__Stored rows__
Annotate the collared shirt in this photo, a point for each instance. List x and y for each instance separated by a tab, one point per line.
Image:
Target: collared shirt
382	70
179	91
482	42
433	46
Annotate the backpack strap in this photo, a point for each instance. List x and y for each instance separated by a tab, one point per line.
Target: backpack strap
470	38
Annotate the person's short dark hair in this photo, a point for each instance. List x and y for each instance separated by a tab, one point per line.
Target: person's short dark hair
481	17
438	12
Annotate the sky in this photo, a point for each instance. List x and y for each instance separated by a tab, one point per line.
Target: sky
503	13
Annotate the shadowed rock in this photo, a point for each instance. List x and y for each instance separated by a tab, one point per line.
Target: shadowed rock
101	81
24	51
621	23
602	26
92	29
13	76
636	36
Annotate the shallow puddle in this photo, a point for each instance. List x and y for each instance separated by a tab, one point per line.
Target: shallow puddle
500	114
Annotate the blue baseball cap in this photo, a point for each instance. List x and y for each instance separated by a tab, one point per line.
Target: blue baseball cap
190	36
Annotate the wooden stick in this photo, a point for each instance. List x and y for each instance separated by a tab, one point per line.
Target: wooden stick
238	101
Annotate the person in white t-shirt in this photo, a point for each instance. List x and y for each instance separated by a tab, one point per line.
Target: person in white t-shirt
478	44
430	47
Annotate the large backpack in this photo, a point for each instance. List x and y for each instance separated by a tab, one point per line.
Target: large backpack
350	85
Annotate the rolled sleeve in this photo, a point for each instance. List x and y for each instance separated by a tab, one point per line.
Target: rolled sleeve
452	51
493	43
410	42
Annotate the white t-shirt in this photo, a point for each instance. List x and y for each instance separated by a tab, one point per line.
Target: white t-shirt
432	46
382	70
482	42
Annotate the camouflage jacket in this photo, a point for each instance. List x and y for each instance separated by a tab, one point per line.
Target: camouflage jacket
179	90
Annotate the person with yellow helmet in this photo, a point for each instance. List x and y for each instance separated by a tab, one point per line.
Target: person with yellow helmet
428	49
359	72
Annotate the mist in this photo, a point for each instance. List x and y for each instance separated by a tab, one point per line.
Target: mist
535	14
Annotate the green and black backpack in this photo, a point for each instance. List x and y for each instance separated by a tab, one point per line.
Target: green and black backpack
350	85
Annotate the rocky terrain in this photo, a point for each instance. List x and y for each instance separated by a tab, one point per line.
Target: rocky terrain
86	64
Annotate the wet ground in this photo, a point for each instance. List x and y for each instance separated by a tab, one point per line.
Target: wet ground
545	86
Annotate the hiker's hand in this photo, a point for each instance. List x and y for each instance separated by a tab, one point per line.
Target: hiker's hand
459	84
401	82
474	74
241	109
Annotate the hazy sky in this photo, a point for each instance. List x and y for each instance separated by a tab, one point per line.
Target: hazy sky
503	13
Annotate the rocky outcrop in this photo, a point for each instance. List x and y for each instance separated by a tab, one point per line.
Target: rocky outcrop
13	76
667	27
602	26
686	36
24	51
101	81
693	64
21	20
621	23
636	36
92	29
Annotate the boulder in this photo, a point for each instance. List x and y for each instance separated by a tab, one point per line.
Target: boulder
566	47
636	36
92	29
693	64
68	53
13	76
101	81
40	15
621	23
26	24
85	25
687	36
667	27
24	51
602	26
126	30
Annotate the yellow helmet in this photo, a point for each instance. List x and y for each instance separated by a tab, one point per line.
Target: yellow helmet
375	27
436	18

__Work to do__
Return verbatim the stretch of the listing above from the line containing "Annotate the green" through the end of the listing, including both ends.

__Solution to this problem__
Annotate the green and black backpack in this photo, a point for each instance. List x and y for each instance separated by a tab, one point per line.
Target: green and black backpack
350	85
Annotate the rocky terrain in this photo, a point for each instance. List x and y for each instance separated by a tab, one point per line.
Target: rocky terrain
86	64
Annotate the wet ground in this photo, a point for each instance. List x and y for each instance separated by a tab, one point per line.
Target: wet ground
545	86
Annotate the hiker's hand in this photo, a point for each instance. List x and y for each instance separated by a tab, one point per line.
Target: hiker's hand
459	84
401	82
474	74
241	109
Annotate the hazy sky in this photo, a point for each instance. List x and y for each instance separated by a tab, one point per line.
Target: hazy sky
503	13
Annotate the rocky outcrop in this photo, a point for each instance. List x and y for each instance separated by a tab, one point per line.
Target: rocky outcrop
13	76
667	27
602	26
686	36
24	51
101	81
693	64
21	20
621	23
636	36
92	29
Annotate the boulder in this photo, a point for each instance. List x and y for each instance separated by a tab, one point per line.
Target: boulder
566	47
636	36
92	29
693	64
68	53
13	76
101	81
40	15
621	23
26	24
85	25
687	36
667	27
24	51
602	26
126	30
Annotate the yellow helmet in this photo, a point for each instance. List x and y for each instance separated by a tab, one point per line.
Target: yellow helmet
375	27
436	18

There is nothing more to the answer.